# Clicking sounds with new Jotul Lillehammer gas stove



## nccotton (Dec 31, 2008)

Hi,

We just had a Jotul Natural Gas LilleHammer stove installed, and we're happy with it except that it makes all these clicking and metallic sounds.  It's direct vented horizontally.  There's about 2 feet between the stove and the wall.  It seems to happen on high and low, when it's very cold or cool outside, etc.  Sometimes it makes a lot of racket and sometimes it makes just a few sounds.  It seems to be coming from the vent but it may be coming from the stove and the vent.

Is it normal for a stove to make a lot of noise?

Thanks...


----------



## trafick (Dec 31, 2008)

It sounds like everything is normal.  I have a Jotul Allagash and it will "click" when it is heating up or cooling down.  I think all you are hearing is the metal expanding and contracting.


----------



## brogsie (Dec 31, 2008)

I have a Lopi, Berkshire. It also makes noises when heating up and coolong down.
It is from expansion and contraction. The manual says this is normal.


----------



## potter (Dec 31, 2008)

brogsie said:
			
		

> I have a Lopi, Berkshire. It also makes noises when heating up and coolong down.
> It is from expansion and contraction. The manual says this is normal.



Do you like the Berkshire?


----------



## Fire Bug (Jan 1, 2009)

Cal said:
			
		

> Hi,
> 
> We just had a Jotul Natural Gas LilleHammer stove installed, and we're happy with it except that it makes all these clicking and metallic sounds.  It's direct vented horizontally.  There's about 2 feet between the stove and the wall.  It seems to happen on high and low, when it's very cold or cool outside, etc.  Sometimes it makes a lot of racket and sometimes it makes just a few sounds.  It seems to be coming from the vent but it may be coming from the stove and the vent.

[Excerpts from a point labeling dataset]
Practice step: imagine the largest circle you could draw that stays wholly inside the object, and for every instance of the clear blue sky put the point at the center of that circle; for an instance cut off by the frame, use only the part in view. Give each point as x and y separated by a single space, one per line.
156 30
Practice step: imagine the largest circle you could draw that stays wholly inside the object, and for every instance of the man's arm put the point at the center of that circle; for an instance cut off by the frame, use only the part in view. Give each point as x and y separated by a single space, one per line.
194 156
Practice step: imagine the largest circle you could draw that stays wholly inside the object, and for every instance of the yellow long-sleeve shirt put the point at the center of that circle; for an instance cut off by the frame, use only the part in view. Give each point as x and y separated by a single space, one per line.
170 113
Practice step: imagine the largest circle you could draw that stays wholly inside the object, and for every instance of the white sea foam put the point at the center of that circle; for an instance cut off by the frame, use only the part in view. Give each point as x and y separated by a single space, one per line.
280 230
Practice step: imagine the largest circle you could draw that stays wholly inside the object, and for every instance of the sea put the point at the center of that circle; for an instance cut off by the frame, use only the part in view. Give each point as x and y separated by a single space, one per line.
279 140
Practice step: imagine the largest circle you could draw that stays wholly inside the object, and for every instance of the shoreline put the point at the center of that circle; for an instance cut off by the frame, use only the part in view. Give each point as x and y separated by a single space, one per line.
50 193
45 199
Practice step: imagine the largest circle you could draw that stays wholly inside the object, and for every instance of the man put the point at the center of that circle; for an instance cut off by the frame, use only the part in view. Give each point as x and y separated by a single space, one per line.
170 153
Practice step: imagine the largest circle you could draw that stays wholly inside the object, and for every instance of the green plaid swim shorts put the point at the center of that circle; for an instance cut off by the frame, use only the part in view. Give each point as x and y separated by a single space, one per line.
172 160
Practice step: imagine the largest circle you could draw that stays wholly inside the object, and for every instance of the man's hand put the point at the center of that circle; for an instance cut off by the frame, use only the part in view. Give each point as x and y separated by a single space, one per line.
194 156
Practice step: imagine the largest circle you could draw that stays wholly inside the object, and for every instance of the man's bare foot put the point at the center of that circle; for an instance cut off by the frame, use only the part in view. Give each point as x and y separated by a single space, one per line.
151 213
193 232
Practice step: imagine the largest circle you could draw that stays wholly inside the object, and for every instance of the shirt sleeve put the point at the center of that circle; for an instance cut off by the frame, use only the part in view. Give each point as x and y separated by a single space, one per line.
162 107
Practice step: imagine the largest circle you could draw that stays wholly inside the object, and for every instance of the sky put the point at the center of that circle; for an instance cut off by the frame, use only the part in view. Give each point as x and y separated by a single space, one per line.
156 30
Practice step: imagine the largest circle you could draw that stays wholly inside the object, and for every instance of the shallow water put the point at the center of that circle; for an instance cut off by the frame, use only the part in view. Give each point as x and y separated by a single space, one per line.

**Written task 1:**
Extract every line of the records that contains the string "plaid". Case counts.
**Written task 2:**
Resume the forum thread about the clicking Jotul gas stove, continuing from where it stops.

**Final answer 1:**
Practice step: imagine the largest circle you could draw that stays wholly inside the object, and for every instance of the green plaid swim shorts put the point at the center of that circle; for an instance cut off by the frame, use only the part in view. Give each point as x and y separated by a single space, one per line.

**Final answer 2:**
> 
> ...



Hi Cal, 
 I have a Jotul Firelight II DV600 propane stove tht makes these light clicking noises as the stove and the stove pipe heats up and cools down. This is totaly normal,(you will get use to it in short order), unless you have a Heat & Glow Fireplace Insert like I do upstairs that makes a banging noise so loud that it will wake up the dead as the unit warms up and the blower starts to run. This is totally not normal, but is a defect in the product from the manufacturer, who cannot correct the problem.
 I hope you get years of warm enjoyment from your Jotul as I have. You have picked a fine product manufactured by an excellent company.
"Happy New Year"!!
Enjoy,
John (Firebug)


----------



## brogsie (Jan 5, 2009)

Hi potter,

I do like the Berkshire. It was a little fussey getting the draft set up (with the help of R&D;guy).
But the flame is very realistic and heats great. The Berkshire is a small unit, will only heat a small area.


----------



## brogsie (Jan 5, 2009)

Correction my stove is the Sturbridge.
18,000 BTU


----------



## nccotton (Jan 5, 2009)

Thanks for the feedback!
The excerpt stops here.